TASK DIRECTIONS: Could you transcribe every line of the material below word for word, with no changes?

INPUT MATERIAL:
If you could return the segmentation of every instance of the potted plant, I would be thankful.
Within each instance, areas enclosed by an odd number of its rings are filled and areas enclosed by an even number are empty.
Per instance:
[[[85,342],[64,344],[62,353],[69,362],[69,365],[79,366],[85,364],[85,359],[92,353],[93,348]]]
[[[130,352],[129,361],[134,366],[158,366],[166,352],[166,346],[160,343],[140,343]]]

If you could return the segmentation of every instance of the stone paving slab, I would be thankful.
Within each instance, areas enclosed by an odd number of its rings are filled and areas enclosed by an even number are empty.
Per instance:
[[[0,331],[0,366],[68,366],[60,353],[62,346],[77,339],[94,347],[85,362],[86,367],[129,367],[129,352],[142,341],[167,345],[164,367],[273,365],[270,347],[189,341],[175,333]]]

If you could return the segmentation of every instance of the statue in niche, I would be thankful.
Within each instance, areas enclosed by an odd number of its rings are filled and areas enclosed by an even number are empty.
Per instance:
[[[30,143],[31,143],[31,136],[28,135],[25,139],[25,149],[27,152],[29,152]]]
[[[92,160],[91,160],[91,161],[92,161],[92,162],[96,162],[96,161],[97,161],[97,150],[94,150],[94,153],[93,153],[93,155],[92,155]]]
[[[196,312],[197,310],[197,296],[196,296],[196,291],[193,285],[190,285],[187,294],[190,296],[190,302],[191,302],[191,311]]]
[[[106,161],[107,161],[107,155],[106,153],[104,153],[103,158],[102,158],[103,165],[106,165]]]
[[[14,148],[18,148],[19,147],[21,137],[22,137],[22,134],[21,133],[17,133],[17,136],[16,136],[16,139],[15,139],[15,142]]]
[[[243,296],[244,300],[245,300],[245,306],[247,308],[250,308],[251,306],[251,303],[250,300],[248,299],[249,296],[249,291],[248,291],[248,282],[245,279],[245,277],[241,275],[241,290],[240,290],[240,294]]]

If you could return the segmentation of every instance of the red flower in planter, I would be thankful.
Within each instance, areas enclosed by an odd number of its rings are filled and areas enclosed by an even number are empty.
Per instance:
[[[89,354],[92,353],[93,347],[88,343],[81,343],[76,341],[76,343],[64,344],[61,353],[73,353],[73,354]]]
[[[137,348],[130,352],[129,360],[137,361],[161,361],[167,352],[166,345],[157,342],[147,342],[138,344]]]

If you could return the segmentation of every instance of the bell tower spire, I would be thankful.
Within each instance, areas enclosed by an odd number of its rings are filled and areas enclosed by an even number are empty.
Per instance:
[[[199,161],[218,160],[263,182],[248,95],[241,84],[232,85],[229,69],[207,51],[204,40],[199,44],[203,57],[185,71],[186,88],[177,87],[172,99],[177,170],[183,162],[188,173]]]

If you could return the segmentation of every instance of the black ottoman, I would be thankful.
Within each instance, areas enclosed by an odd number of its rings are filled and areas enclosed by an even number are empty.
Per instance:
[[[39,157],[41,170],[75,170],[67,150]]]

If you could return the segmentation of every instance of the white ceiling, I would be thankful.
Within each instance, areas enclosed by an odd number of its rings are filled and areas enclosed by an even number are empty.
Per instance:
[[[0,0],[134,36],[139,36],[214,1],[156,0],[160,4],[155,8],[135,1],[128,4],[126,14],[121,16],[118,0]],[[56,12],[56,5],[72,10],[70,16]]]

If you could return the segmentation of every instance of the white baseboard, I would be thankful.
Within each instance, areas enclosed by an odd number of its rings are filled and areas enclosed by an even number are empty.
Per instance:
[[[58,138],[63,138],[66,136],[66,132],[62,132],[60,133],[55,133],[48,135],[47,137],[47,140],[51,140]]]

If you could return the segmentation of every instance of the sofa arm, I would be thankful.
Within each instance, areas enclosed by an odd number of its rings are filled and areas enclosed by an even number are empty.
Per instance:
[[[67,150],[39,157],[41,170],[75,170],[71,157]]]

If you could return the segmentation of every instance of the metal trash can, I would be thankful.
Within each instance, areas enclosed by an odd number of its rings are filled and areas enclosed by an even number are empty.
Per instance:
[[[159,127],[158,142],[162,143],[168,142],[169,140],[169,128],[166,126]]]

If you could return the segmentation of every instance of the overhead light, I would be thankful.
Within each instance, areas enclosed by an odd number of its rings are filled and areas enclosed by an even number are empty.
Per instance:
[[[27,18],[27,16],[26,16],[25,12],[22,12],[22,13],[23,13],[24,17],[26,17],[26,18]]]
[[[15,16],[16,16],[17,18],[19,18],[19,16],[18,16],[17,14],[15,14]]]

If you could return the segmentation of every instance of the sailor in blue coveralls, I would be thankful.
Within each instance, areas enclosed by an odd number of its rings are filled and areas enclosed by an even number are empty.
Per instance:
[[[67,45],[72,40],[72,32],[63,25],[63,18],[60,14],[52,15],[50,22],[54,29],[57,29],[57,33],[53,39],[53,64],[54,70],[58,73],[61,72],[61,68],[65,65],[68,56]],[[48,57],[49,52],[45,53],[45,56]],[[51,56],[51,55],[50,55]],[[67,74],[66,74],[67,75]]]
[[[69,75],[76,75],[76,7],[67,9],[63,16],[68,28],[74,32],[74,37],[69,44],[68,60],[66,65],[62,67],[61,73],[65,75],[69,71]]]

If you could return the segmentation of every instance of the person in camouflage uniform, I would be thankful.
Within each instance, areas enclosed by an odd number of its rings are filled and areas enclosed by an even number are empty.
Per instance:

THE ANSWER:
If you could return the segmentation of every instance of the potted plant, I would be thankful.
Within each instance, areas enclosed by an odd number of its rings are filled and areas enclosed by an even number are empty.
Per instance:
[[[85,342],[64,344],[62,353],[69,362],[69,365],[79,366],[85,364],[85,359],[92,353],[93,348]]]
[[[130,352],[129,361],[134,366],[158,366],[166,352],[166,346],[160,343],[140,343]]]

If you could return the segmentation of every instance of the stone paving slab, I would be thankful.
Within each instance, areas enclosed by an odd number of its rings are filled and areas enclosed by an even number are empty.
Per instance:
[[[0,331],[0,366],[68,366],[60,353],[62,346],[77,339],[94,347],[85,362],[86,367],[129,367],[129,352],[142,341],[167,345],[164,367],[273,365],[270,347],[189,341],[175,333]]]

If you could return the segmentation of every instance of the statue in niche, I would be thankful.
Within each instance, areas enclosed by an odd number of its rings are filled and areas enclosed by an even number are empty.
Per instance:
[[[30,143],[31,143],[31,136],[28,135],[25,139],[25,149],[27,152],[29,152]]]
[[[92,160],[91,160],[91,161],[92,161],[92,162],[96,162],[96,161],[97,161],[97,150],[94,150],[94,153],[93,153],[93,155],[92,155]]]
[[[196,312],[197,310],[197,296],[196,296],[196,291],[193,285],[190,285],[187,294],[190,296],[190,302],[191,302],[191,311]]]
[[[106,161],[107,161],[107,155],[106,153],[104,153],[103,158],[102,158],[103,165],[106,165]]]
[[[14,148],[18,148],[19,147],[21,137],[22,137],[22,134],[21,133],[17,133],[17,136],[16,136],[16,139],[15,139],[15,142]]]
[[[243,296],[244,300],[245,300],[245,306],[247,308],[250,308],[251,306],[251,303],[250,300],[248,299],[249,296],[249,291],[248,291],[248,282],[245,279],[245,277],[241,275],[241,290],[240,290],[240,294]]]

If you could return the segmentation of every instance of the red flower in planter, I would be thankful.
Within each instance, areas enclosed by an odd number of its rings are filled and areas enclosed by an even number are empty.
Per instance:
[[[89,354],[92,353],[93,347],[88,343],[81,343],[76,341],[76,343],[64,344],[61,353],[73,353],[73,354]]]
[[[137,348],[130,352],[129,360],[137,361],[161,361],[167,352],[166,345],[157,342],[147,342],[138,344]]]

If you could return the segmentation of every instance of the bell tower spire, I would be thankful.
Within each instance, areas enclosed by an odd number of its rings are filled and areas enclosed by an even number are empty.
Per instance:
[[[199,161],[218,160],[263,182],[248,95],[241,84],[232,85],[229,69],[207,51],[204,40],[199,44],[203,57],[185,71],[186,88],[177,87],[172,99],[177,170],[183,162],[188,173]]]

If you could return the segmentation of every instance of the black ottoman, I would be thankful.
Within each instance, areas enclosed by an odd number of its rings are filled and areas enclosed by an even number are empty.
Per instance:
[[[39,157],[41,170],[75,170],[67,150]]]

If you could return the segmentation of every instance of the white ceiling, I would be thankful.
Within each instance, areas enclosed by an odd number of its rings are filled and areas enclosed by an even number are empty.
Per instance:
[[[0,0],[134,36],[139,36],[214,1],[156,0],[160,4],[155,8],[135,1],[128,4],[126,14],[121,16],[118,0]],[[56,12],[56,5],[72,10],[70,16]]]

If you could return the segmentation of every instance of the white baseboard, I would be thankful.
Within each instance, areas enclosed by an odd number of its rings are filled and areas enclosed by an even number are empty.
Per instance:
[[[58,138],[63,138],[66,136],[66,132],[62,132],[60,133],[55,133],[48,135],[47,137],[47,140],[51,140]]]

If you could return the segmentation of every instance of the sofa arm, I would be thankful.
Within each instance, areas enclosed by an odd number of its rings are filled and areas enclosed by an even number are empty.
Per instance:
[[[67,150],[39,157],[41,170],[75,170],[71,157]]]

If you could return the segmentation of every instance of the metal trash can, I would be thankful.
Within each instance, areas enclosed by an odd number of its rings are filled and areas enclosed by an even number are empty.
Per instance:
[[[159,127],[158,142],[162,143],[168,142],[169,140],[169,128],[166,126]]]

If you could return the segmentation of every instance of the overhead light, I would be thankful.
Within each instance, areas enclosed by an odd number of its rings are filled and areas enclosed by an even number are empty.
Per instance:
[[[27,18],[27,16],[26,16],[25,12],[22,12],[22,13],[23,13],[24,17],[26,17],[26,18]]]
[[[15,16],[16,16],[17,18],[19,18],[19,16],[18,16],[17,14],[15,14]]]

If you could return the segmentation of every instance of the sailor in blue coveralls, I would be thankful.
Within each instance, areas enclosed by an odd number of its rings are filled and areas enclosed by an even number are empty.
Per instance:
[[[67,45],[72,40],[72,32],[63,25],[63,18],[60,14],[52,15],[50,22],[54,29],[57,29],[57,33],[53,39],[53,64],[54,70],[58,73],[61,72],[61,68],[65,65],[68,56]],[[48,57],[49,52],[45,53],[45,56]],[[51,56],[51,55],[50,55]],[[67,74],[66,74],[67,75]]]
[[[69,75],[76,75],[76,7],[67,9],[63,16],[68,28],[74,32],[74,37],[69,44],[68,60],[66,65],[62,67],[61,73],[65,75],[69,71]]]

If you could return the segmentation of every instance of the person in camouflage uniform, I would be thankful.
Within each instance, areas enclosed by an odd number of its rings are filled and areas enclosed by an even number are empty.
Per instance:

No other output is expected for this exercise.